▶ **GIVEN INSTRUCTION**: Format every one of the rows below as a JSON list of strings, with one string per line and any blank lines omitted.

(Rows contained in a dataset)
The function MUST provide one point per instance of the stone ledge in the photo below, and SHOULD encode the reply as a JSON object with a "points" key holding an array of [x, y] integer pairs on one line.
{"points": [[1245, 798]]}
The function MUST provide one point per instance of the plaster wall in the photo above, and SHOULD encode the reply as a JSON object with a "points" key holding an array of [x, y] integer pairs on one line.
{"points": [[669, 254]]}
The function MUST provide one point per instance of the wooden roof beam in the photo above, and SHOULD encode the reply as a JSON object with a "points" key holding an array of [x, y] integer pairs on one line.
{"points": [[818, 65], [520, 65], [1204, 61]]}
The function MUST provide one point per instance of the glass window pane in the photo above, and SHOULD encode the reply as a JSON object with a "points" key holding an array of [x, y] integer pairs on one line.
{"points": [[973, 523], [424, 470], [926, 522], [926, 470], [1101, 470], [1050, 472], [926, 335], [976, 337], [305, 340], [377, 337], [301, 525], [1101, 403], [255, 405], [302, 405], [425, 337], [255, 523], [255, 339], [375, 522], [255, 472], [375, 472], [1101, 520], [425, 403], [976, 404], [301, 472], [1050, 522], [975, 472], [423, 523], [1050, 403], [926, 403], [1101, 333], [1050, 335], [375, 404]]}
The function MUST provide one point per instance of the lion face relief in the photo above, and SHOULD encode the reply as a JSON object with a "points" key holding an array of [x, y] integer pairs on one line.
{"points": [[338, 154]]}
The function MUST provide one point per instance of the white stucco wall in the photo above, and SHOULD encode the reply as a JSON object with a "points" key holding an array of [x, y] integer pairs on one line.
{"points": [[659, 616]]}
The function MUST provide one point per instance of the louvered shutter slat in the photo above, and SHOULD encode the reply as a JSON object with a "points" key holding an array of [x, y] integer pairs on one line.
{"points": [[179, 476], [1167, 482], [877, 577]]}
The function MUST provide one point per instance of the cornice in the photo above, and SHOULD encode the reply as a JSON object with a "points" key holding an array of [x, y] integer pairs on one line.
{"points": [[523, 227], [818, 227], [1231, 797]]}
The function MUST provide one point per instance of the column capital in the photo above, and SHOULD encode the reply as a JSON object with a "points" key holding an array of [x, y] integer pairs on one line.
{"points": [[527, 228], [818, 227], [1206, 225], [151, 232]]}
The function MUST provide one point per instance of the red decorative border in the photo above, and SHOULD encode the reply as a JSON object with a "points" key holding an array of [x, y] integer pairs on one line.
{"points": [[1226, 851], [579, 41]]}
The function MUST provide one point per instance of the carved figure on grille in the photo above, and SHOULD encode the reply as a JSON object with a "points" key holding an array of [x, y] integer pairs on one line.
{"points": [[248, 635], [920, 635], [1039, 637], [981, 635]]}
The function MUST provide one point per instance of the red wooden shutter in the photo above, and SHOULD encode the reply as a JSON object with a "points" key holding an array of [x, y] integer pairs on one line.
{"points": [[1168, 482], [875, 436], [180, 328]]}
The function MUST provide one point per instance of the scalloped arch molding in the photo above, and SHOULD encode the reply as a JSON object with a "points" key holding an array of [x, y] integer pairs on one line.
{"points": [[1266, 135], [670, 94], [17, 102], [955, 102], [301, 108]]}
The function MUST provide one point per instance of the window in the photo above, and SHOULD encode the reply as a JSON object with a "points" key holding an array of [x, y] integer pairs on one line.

▶ **SOLUTION TO THIS EXERCISE**:
[
  "The function MUST provide one point per instance of the stone ledge in the photo below, and SHOULD encode the reply as a JSON object with a \"points\" key holding an array of [x, y] integer pairs on one line.",
  "{\"points\": [[1245, 798]]}",
  "The function MUST provide one point per instance of the plaster wall in the photo above, and SHOULD encode the reply as a JSON object with a \"points\" key holding an array of [x, y] integer pairs on one line.",
  "{\"points\": [[669, 254]]}",
  "The function MUST provide one point per instance of the wooden roof beam in the photo above, and SHOULD encode the reply as a JSON object with a \"points\" key holding an array of [x, y] integer pairs on one line.",
  "{\"points\": [[818, 65], [520, 65], [1204, 61]]}",
  "The function MUST provide one point per instance of the glass window pane in the photo above, and SHOULD encode the reply as a JSON object with a \"points\" key holding an array of [x, y] integer pairs on one line.",
  "{\"points\": [[973, 523], [424, 470], [926, 522], [926, 470], [1101, 470], [1050, 472], [926, 335], [976, 337], [305, 340], [377, 337], [301, 525], [1101, 403], [255, 405], [302, 405], [425, 337], [255, 523], [255, 339], [375, 522], [255, 472], [375, 472], [1101, 520], [425, 403], [976, 404], [301, 472], [1050, 522], [975, 472], [423, 523], [1050, 403], [926, 403], [1101, 333], [1050, 335], [375, 404]]}",
  "The function MUST provide one point per instance of the lion face relief in the photo above, and SHOULD encode the reply as a JSON object with a \"points\" key holding an array of [x, y] integer pairs on one line.",
  "{\"points\": [[338, 154]]}",
  "The function MUST provide one point per instance of the white stucco wall in the photo above, and SHOULD encode the reply as a JSON object with a \"points\" key holding an array of [x, y] integer pairs on one line.",
  "{\"points\": [[659, 616]]}",
  "The function MUST provide one point per instance of the louvered shutter slat in the photo above, and SHOULD encode the reply as a JSON object with a \"points\" key holding an array of [x, y] integer pairs on one line.",
  "{\"points\": [[179, 476], [1167, 482], [877, 577]]}",
  "The function MUST provide one point per instance of the cornice in the photo above, and SHOULD encode the reply as a JSON object with a \"points\" key holding an array of [x, y] integer pairs on one line.",
  "{\"points\": [[523, 227], [818, 227], [1231, 797]]}",
  "The function MUST provide one point per instance of the column capital in the photo above, and SHOULD encode the reply as a JSON object with a \"points\" key holding an array of [x, y] integer pairs on one line.",
  "{\"points\": [[527, 228], [818, 227], [1206, 225], [151, 232]]}",
  "The function MUST provide one point per instance of the red decorative border in the photo above, and SHOULD encode the reply as a JSON object with a \"points\" key holding an array of [x, y] integer pairs on one line.",
  "{\"points\": [[1226, 851], [579, 41]]}",
  "The function MUST provide one point per instance of the carved figure on grille in the photo above, and SHOULD encode the reply as a JSON object with a \"points\" key holding an array of [x, y] integer pairs on one line.",
  "{\"points\": [[248, 635], [920, 635], [1039, 637], [981, 635]]}",
  "The function MUST provide one point per instance of the red wooden shutter in the photo above, and SHOULD encode the reply as a JSON object with a \"points\" key holding an array of [x, y] integer pairs on one line.",
  "{\"points\": [[1168, 482], [875, 436], [180, 328]]}",
  "The function MUST provide one point per instance of the scalloped arch molding in the photo above, and SHOULD encode the reply as a JSON object with a \"points\" key holding an array of [x, y] integer pairs on one line.",
  "{\"points\": [[1266, 135], [670, 94], [17, 102], [955, 102], [301, 108]]}",
  "The function MUST provide one point per instance of the window in the photo above, and SHOULD encode the reply as a JSON object with a \"points\" key holding an array of [x, y] integer pairs on one line."
]